Saved data entries:

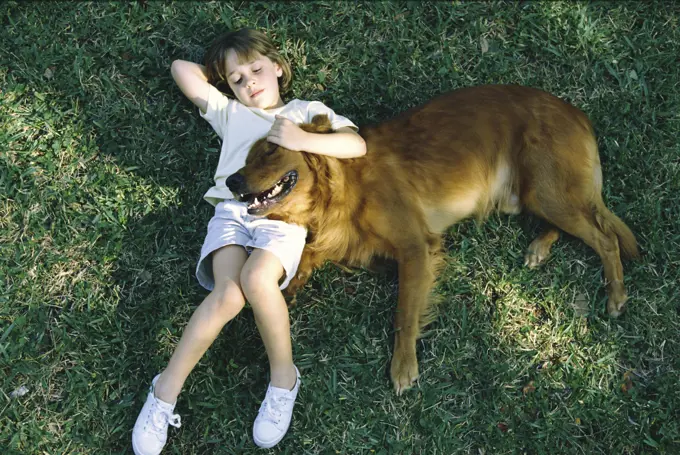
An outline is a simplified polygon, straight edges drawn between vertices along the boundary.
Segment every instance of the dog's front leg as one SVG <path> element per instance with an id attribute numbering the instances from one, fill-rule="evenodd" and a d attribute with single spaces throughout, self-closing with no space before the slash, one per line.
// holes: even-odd
<path id="1" fill-rule="evenodd" d="M 309 281 L 312 272 L 317 267 L 323 265 L 323 260 L 319 259 L 319 255 L 313 253 L 308 247 L 302 251 L 300 264 L 298 265 L 295 276 L 290 280 L 288 286 L 284 290 L 284 294 L 288 297 L 288 306 L 294 307 L 297 305 L 297 292 Z"/>
<path id="2" fill-rule="evenodd" d="M 394 390 L 401 395 L 418 379 L 416 339 L 422 316 L 427 312 L 428 298 L 435 270 L 428 245 L 411 244 L 397 255 L 399 263 L 399 302 L 395 315 L 394 354 L 391 376 Z"/>

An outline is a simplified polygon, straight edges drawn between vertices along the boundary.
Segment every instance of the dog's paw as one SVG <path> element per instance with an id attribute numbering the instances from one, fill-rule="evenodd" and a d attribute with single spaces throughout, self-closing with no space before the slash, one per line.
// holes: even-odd
<path id="1" fill-rule="evenodd" d="M 623 283 L 617 281 L 609 286 L 609 299 L 607 299 L 607 313 L 613 318 L 618 318 L 626 311 L 628 295 Z"/>
<path id="2" fill-rule="evenodd" d="M 297 295 L 288 296 L 286 304 L 289 309 L 295 308 L 297 306 Z"/>
<path id="3" fill-rule="evenodd" d="M 390 372 L 397 395 L 410 389 L 418 379 L 418 359 L 415 350 L 413 352 L 410 350 L 395 351 Z"/>
<path id="4" fill-rule="evenodd" d="M 545 260 L 544 257 L 541 257 L 537 254 L 534 253 L 529 253 L 527 252 L 526 256 L 524 256 L 524 266 L 529 267 L 530 269 L 535 269 L 541 263 Z"/>
<path id="5" fill-rule="evenodd" d="M 550 255 L 550 247 L 547 248 L 540 242 L 532 242 L 524 255 L 524 265 L 530 269 L 535 269 L 541 265 Z"/>

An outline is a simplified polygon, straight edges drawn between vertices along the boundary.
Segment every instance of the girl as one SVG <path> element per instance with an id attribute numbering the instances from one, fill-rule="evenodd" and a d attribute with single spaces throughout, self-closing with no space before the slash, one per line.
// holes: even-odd
<path id="1" fill-rule="evenodd" d="M 258 31 L 227 33 L 208 50 L 205 66 L 176 60 L 171 72 L 222 139 L 215 186 L 205 194 L 215 215 L 196 268 L 199 283 L 211 292 L 191 316 L 168 366 L 151 382 L 132 432 L 133 449 L 137 455 L 161 452 L 168 425 L 180 426 L 173 410 L 184 381 L 246 300 L 267 351 L 271 377 L 253 425 L 253 440 L 260 447 L 273 447 L 288 430 L 300 387 L 281 289 L 295 276 L 307 233 L 301 226 L 249 215 L 225 181 L 244 166 L 251 145 L 265 135 L 290 150 L 337 158 L 362 156 L 366 145 L 351 121 L 322 103 L 283 102 L 281 92 L 290 87 L 292 78 L 290 65 Z M 297 127 L 317 114 L 328 115 L 333 134 Z"/>

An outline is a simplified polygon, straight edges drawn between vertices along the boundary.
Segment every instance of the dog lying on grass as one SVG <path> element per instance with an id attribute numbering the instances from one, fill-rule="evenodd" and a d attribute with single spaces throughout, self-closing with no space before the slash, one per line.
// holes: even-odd
<path id="1" fill-rule="evenodd" d="M 331 132 L 325 116 L 300 127 Z M 308 228 L 291 294 L 326 261 L 397 261 L 391 377 L 398 394 L 418 377 L 416 339 L 430 320 L 441 233 L 464 218 L 524 210 L 547 221 L 527 250 L 529 267 L 546 259 L 560 230 L 579 237 L 602 259 L 608 313 L 624 311 L 621 254 L 637 257 L 637 243 L 602 200 L 597 143 L 579 109 L 528 87 L 472 87 L 360 134 L 367 153 L 352 160 L 291 152 L 261 139 L 228 184 L 250 213 Z"/>

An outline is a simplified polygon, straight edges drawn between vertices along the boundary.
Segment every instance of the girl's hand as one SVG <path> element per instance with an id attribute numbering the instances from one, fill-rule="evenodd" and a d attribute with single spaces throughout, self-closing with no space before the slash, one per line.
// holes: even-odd
<path id="1" fill-rule="evenodd" d="M 305 148 L 307 136 L 308 133 L 301 130 L 295 123 L 277 115 L 274 124 L 267 133 L 267 140 L 288 150 L 299 152 Z"/>

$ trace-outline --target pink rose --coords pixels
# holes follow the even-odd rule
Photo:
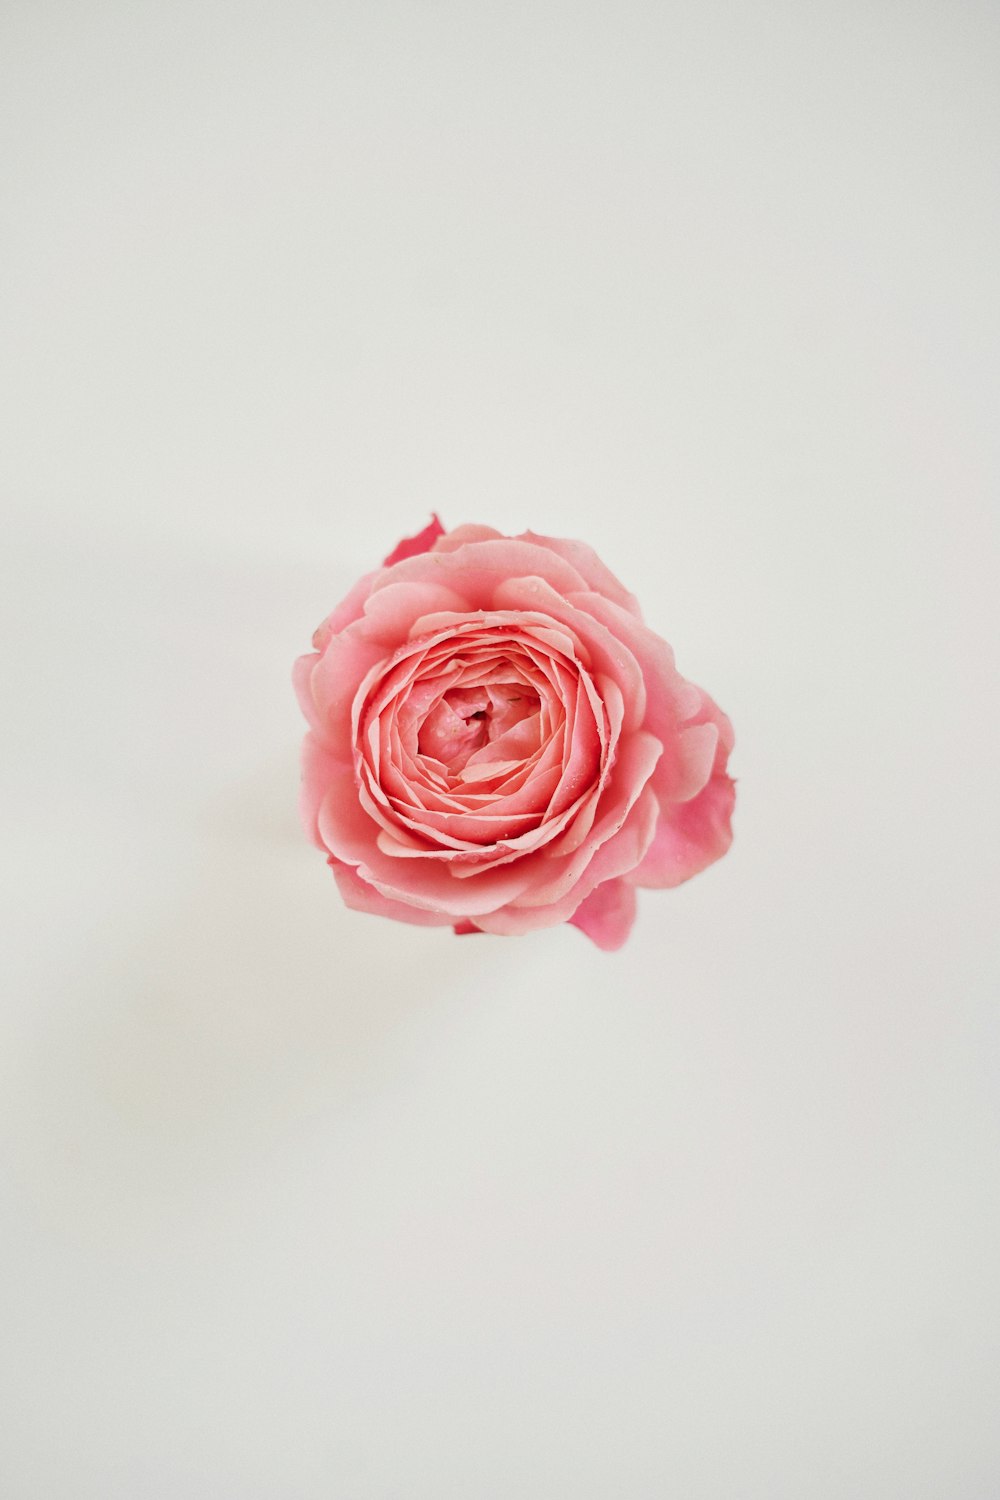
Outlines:
[[[613,949],[729,848],[732,726],[582,542],[435,516],[313,646],[302,814],[348,906]]]

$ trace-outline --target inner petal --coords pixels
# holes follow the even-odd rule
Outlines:
[[[472,756],[490,759],[498,754],[525,758],[538,747],[538,694],[523,682],[489,682],[448,689],[423,718],[417,731],[417,751],[460,778]],[[534,720],[534,724],[526,721]],[[514,735],[516,726],[523,730]]]

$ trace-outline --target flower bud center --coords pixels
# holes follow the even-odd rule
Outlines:
[[[537,747],[537,735],[526,739],[514,731],[526,720],[537,721],[538,711],[538,695],[524,683],[451,688],[420,724],[417,748],[455,777],[461,777],[473,756],[489,756],[494,745],[501,758],[523,759],[529,740],[532,750]]]

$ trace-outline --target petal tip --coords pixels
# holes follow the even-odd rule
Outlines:
[[[615,953],[632,931],[635,913],[632,886],[621,879],[606,880],[591,891],[569,920],[603,953]]]
[[[404,562],[408,557],[419,557],[422,552],[429,552],[438,537],[444,534],[437,511],[432,510],[430,521],[423,531],[418,531],[415,536],[404,536],[402,541],[396,543],[382,566],[391,568],[393,563]]]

What to do »
Transcribe each entry above without alteration, but keep the pictures out.

Written solution »
An outline is a simplified polygon, straight edges drawn between vertices along the boundary.
Segment every instance of the dog's front leg as one SVG <path> element per instance with an id attribute numbering the instances from one, fill-rule="evenodd" and a d attribute with single spaces throughout, self-closing with no space before the slash, one per line.
// holes: even-odd
<path id="1" fill-rule="evenodd" d="M 309 281 L 312 272 L 317 267 L 323 265 L 323 260 L 319 259 L 319 255 L 313 253 L 308 247 L 302 251 L 300 264 L 298 265 L 295 276 L 290 280 L 288 286 L 284 290 L 284 294 L 288 297 L 288 306 L 294 307 L 297 305 L 297 292 Z"/>
<path id="2" fill-rule="evenodd" d="M 394 390 L 401 395 L 418 379 L 416 339 L 422 316 L 427 312 L 428 298 L 435 270 L 428 245 L 411 244 L 397 255 L 399 263 L 399 302 L 395 315 L 394 354 L 391 376 Z"/>

An outline is a simplified polygon, straight edges drawn between vertices along the boundary.
Segment every instance of the dog's paw as one SVG <path> element per instance with an id attribute numbering the instances from one, fill-rule="evenodd" and a d attribute with single spaces throughout, self-closing with no space before the slash, one per line.
// holes: even-odd
<path id="1" fill-rule="evenodd" d="M 623 283 L 617 281 L 609 286 L 609 299 L 607 299 L 607 313 L 613 318 L 618 318 L 626 311 L 628 295 Z"/>
<path id="2" fill-rule="evenodd" d="M 297 295 L 288 296 L 286 304 L 289 309 L 295 308 L 297 306 Z"/>
<path id="3" fill-rule="evenodd" d="M 390 372 L 397 395 L 410 389 L 418 379 L 418 359 L 415 350 L 413 352 L 410 350 L 395 351 Z"/>
<path id="4" fill-rule="evenodd" d="M 545 260 L 544 257 L 541 257 L 537 254 L 534 253 L 529 253 L 527 252 L 526 256 L 524 256 L 524 266 L 529 267 L 530 269 L 535 269 L 541 263 Z"/>
<path id="5" fill-rule="evenodd" d="M 550 255 L 550 247 L 547 248 L 540 242 L 532 242 L 524 255 L 524 265 L 530 269 L 535 269 L 541 265 Z"/>

An outline is a simplified polygon, straight edges drawn between vertices along the boundary.
Segment every instance of the girl as one SVG <path> element per instance with an id attribute numbering the instances from one, fill-rule="evenodd" and a d attribute with single spaces throughout, self-closing with no space before the slash, one per line.
// holes: even-odd
<path id="1" fill-rule="evenodd" d="M 258 31 L 227 33 L 208 50 L 205 66 L 176 60 L 171 72 L 222 139 L 215 186 L 205 194 L 215 215 L 196 268 L 199 283 L 211 292 L 191 316 L 168 366 L 151 382 L 132 432 L 133 449 L 137 455 L 161 452 L 168 425 L 180 426 L 173 410 L 184 381 L 246 300 L 267 351 L 271 377 L 253 425 L 253 440 L 260 447 L 273 447 L 288 430 L 300 387 L 281 289 L 295 276 L 307 233 L 301 226 L 249 215 L 225 181 L 244 166 L 251 145 L 265 135 L 290 150 L 337 158 L 362 156 L 366 145 L 351 121 L 322 103 L 283 102 L 281 92 L 290 87 L 292 78 L 290 65 Z M 297 127 L 317 114 L 328 115 L 333 134 Z"/>

An outline is a simplified polygon, straight edges drawn between vertices along the boundary.
Segment every instance of the dog lying on grass as one SVG <path> element per instance with an id attribute numbering the instances from one, fill-rule="evenodd" and a d attribute with single spaces throughout, self-closing with no space before the slash, one per line.
// holes: even-odd
<path id="1" fill-rule="evenodd" d="M 331 132 L 325 116 L 300 127 Z M 308 228 L 291 294 L 326 261 L 397 261 L 391 377 L 398 394 L 418 377 L 416 339 L 430 320 L 441 233 L 464 218 L 524 210 L 547 221 L 527 250 L 529 267 L 546 259 L 560 230 L 579 237 L 602 259 L 608 313 L 624 311 L 621 254 L 637 257 L 637 243 L 602 200 L 597 143 L 579 109 L 528 87 L 472 87 L 360 134 L 367 153 L 352 160 L 291 152 L 261 139 L 228 184 L 250 213 Z"/>

An outline is a simplified polygon, straight edges drawn between vertices along the boundary.
Segment every instance of the girl's hand as one SVG <path> element per instance with an id attribute numbering the instances from one, fill-rule="evenodd" and a d attribute with single spaces throughout, self-closing with no space before the slash, one per line.
// holes: even-odd
<path id="1" fill-rule="evenodd" d="M 305 148 L 307 136 L 308 133 L 301 130 L 295 123 L 277 115 L 274 124 L 267 133 L 267 140 L 288 150 L 299 152 Z"/>

$ trace-outline --target pink rose --coords pixels
# holes follow the even-odd rule
Photo:
Outlines:
[[[613,949],[729,848],[732,726],[582,542],[435,516],[313,646],[302,814],[348,906]]]

$ trace-outline --target inner petal --coords pixels
# holes follow the even-odd rule
Outlines:
[[[472,756],[490,759],[498,754],[525,758],[538,747],[538,694],[523,682],[489,682],[448,689],[423,718],[417,731],[417,751],[460,778]],[[534,720],[534,724],[526,721]],[[514,735],[516,726],[523,730]]]

$ trace-outline --target flower bud center --coords pixels
# holes follow the even-odd rule
Outlines:
[[[537,747],[537,735],[526,739],[514,731],[526,720],[537,721],[538,711],[538,695],[524,683],[451,688],[420,724],[417,748],[455,777],[461,777],[473,756],[489,756],[494,745],[501,758],[523,759],[529,740],[532,750]]]

$ trace-outline --target petal tip --coords pixels
# holes follow the even-odd rule
Outlines:
[[[615,953],[632,931],[635,913],[632,886],[621,879],[606,880],[591,891],[569,920],[603,953]]]
[[[404,562],[408,557],[419,557],[422,552],[429,552],[438,537],[444,534],[437,511],[432,510],[430,521],[423,531],[418,531],[415,536],[404,536],[402,541],[396,543],[382,566],[391,568],[393,563]]]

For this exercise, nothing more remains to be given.